Find the line with "Definition of the keypoint: for every instance of the brown". Repeat it and each line after it, exactly, down to the end of the records below.

═══ SUPPLIED INFORMATION

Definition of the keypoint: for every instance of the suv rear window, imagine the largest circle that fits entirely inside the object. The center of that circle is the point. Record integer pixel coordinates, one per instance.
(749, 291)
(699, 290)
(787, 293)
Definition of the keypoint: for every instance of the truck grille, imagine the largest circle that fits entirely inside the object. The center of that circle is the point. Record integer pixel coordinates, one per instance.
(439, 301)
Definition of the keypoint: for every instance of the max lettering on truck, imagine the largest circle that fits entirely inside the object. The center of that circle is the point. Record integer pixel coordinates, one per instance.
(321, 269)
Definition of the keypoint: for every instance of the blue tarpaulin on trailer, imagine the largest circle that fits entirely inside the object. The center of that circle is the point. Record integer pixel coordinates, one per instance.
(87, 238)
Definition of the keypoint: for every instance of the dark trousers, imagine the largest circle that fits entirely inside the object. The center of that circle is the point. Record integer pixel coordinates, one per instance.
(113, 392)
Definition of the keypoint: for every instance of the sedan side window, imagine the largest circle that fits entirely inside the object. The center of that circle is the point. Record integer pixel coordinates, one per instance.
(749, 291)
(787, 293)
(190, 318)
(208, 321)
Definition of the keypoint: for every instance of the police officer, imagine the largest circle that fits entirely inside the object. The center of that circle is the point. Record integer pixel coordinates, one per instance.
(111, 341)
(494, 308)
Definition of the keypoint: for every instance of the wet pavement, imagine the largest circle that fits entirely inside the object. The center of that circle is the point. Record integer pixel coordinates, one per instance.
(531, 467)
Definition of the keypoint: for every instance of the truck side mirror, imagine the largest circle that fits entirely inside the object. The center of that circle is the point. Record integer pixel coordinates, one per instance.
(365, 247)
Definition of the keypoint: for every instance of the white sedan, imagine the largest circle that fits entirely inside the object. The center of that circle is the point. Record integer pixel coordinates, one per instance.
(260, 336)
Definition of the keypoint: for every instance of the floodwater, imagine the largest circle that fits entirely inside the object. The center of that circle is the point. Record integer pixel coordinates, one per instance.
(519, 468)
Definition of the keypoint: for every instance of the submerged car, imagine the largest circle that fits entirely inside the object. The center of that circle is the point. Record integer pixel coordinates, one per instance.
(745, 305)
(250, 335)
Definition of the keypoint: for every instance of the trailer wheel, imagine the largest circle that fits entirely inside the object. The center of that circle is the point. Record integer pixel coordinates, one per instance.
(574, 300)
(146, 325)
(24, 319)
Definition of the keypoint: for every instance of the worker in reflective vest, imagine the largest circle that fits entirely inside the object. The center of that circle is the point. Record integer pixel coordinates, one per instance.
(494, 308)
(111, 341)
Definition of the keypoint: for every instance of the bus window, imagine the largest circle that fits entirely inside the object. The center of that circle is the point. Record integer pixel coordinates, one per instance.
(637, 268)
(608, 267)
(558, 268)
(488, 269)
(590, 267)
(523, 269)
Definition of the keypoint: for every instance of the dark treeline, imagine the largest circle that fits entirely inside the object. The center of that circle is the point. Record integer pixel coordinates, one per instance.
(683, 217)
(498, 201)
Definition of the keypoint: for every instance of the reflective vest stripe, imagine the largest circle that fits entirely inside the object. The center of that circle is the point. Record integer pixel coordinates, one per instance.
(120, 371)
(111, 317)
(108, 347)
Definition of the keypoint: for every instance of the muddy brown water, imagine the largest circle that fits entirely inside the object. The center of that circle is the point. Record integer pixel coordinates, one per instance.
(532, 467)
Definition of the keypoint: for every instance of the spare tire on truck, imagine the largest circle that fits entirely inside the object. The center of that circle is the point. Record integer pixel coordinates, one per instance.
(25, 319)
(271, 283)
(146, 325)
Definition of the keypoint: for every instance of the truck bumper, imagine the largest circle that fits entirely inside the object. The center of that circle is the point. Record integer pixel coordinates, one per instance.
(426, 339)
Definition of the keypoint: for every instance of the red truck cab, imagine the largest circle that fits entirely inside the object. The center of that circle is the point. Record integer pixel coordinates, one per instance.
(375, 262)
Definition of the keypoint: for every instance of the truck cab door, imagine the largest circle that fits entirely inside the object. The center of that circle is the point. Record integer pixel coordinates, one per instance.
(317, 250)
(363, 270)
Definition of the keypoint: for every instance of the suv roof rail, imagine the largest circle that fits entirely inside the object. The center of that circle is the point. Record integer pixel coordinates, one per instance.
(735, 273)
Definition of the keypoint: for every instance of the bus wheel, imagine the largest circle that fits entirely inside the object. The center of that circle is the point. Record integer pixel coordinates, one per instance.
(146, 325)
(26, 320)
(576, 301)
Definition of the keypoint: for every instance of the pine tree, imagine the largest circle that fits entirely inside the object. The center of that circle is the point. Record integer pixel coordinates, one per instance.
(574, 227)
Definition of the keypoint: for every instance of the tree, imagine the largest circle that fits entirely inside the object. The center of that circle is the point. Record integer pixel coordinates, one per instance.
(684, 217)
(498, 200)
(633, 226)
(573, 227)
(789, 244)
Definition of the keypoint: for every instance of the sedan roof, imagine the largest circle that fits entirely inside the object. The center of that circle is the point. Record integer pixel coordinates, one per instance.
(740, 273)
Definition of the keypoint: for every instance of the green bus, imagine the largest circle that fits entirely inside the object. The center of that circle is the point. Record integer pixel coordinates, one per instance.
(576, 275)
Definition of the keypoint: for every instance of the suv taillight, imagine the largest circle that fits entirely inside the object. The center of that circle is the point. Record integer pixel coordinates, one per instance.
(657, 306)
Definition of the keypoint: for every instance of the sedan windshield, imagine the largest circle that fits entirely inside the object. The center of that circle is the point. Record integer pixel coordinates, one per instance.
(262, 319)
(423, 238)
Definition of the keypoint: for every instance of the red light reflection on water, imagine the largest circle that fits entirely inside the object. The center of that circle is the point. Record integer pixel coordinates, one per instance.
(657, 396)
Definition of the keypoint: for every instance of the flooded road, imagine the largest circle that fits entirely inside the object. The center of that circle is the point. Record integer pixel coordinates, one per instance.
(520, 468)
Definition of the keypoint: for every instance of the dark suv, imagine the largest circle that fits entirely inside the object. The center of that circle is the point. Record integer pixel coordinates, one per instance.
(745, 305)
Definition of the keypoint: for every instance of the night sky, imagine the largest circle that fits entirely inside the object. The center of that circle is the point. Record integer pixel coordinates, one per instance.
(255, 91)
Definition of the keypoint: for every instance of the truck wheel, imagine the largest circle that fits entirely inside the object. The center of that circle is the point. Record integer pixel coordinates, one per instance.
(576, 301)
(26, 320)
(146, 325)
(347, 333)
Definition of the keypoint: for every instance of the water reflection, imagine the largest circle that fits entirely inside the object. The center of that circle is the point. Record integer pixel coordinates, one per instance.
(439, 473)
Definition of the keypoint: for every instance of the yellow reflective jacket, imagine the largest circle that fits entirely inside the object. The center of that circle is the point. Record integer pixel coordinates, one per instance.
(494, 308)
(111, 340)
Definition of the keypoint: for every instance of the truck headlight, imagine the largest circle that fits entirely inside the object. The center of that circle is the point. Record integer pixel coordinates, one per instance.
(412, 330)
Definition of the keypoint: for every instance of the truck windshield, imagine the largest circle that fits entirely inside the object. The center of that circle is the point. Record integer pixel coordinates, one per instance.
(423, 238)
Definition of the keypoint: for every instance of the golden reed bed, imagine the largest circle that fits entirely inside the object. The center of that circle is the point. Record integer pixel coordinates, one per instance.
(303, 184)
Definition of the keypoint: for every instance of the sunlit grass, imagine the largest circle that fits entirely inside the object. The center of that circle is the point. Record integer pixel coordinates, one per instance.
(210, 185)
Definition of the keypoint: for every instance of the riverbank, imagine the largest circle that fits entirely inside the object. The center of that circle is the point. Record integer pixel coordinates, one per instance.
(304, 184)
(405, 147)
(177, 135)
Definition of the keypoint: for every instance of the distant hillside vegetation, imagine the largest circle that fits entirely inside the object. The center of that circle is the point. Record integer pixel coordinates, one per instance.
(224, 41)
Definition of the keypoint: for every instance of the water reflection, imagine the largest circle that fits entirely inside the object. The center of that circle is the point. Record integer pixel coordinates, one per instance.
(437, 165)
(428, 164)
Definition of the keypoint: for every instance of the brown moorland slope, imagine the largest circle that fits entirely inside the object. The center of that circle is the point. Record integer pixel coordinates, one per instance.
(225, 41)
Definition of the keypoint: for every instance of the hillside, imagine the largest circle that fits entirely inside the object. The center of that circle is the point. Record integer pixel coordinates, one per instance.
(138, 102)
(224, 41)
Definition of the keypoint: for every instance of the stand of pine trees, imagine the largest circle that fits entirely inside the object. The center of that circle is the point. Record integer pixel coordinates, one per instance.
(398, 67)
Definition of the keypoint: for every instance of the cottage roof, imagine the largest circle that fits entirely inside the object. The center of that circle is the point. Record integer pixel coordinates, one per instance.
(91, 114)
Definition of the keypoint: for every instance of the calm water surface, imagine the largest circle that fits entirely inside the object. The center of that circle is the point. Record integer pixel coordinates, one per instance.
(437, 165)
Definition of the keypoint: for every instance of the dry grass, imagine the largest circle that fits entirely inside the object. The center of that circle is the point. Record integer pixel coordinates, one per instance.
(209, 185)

══════

| TASK RESULT |
Definition of the keypoint: for every instance of the brown moorland slope, imagine the largest circle that fits entirely inside the object. The center of that circle is the point. Record integer pixel coordinates, one per instance.
(225, 41)
Definition of the keypoint: for every instance of the hillside, imagine the largest circle that fits entirely inside the object. The center of that circle is the point. Record integer pixel coordinates, one per instance.
(138, 102)
(224, 41)
Definition of the keypoint: for every instance of the stand of pine trees, imagine the largest circle that fits entirely inside the object. The center of that circle is the point. Record integer pixel coordinates, one per instance.
(398, 67)
Definition of the keypoint: for every instance of the cottage roof, imagine the largest circle that fits entirely inside the object. The center of that circle is the point. Record integer pixel coordinates, one per instance.
(91, 114)
Definition of the keypoint: for every instance of the calm water surface, imagine the largest circle that fits entirely inside the object. The center of that circle is the point. Record integer pixel coordinates, one per instance.
(437, 165)
Definition of the keypoint: for every instance of the dry grass, imagine the largest circle that fits entirely inside the object. The center of that circle is the point. Record integer pixel coordinates, one per instance.
(209, 185)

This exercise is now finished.